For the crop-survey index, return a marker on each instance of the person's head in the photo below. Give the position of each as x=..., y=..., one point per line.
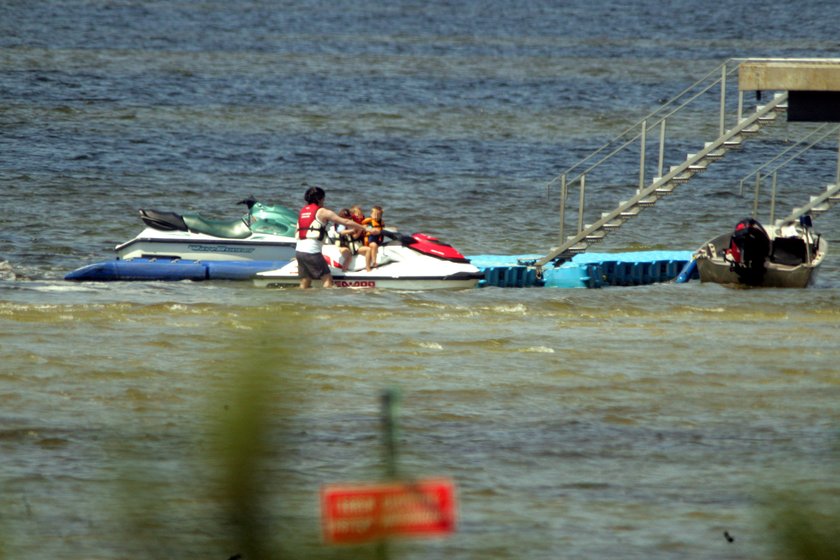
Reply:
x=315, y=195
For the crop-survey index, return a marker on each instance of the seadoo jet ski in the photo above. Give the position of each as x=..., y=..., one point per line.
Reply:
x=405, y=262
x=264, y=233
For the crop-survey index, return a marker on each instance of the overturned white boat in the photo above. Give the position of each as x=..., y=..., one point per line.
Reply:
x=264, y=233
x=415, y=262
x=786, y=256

....

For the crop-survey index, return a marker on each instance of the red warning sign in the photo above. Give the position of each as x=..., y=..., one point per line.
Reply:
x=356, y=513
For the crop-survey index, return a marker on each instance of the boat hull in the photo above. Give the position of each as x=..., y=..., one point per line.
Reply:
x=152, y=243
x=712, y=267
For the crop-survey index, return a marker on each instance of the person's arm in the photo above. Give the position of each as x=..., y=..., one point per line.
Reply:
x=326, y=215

....

What the exercise asks -> Wherever "above" turns up in the records, copy the whole line.

Task response ->
For the crop-survey index, return a marker on each instance of the seadoo jet ski in the photo above. Give the position of each as x=..., y=..., one point per line.
For the crop-survey index, return a marker on each instance of the overturned white boat in the photo above. Give the position of each as x=..., y=..., one point per line.
For the crop-survey index, return a marker on each instance of the red warning sign in the photo above. Give the position of each as x=..., y=..., one point per line.
For the crop-survey index, return a marker on each instance of the boat hull in the photo above. Give the position of each as x=..., y=..., one point per line.
For the crop-survey index, return a marker on each instance of the person's arm in the photo above. Give the position of each as x=..., y=..., one point per line.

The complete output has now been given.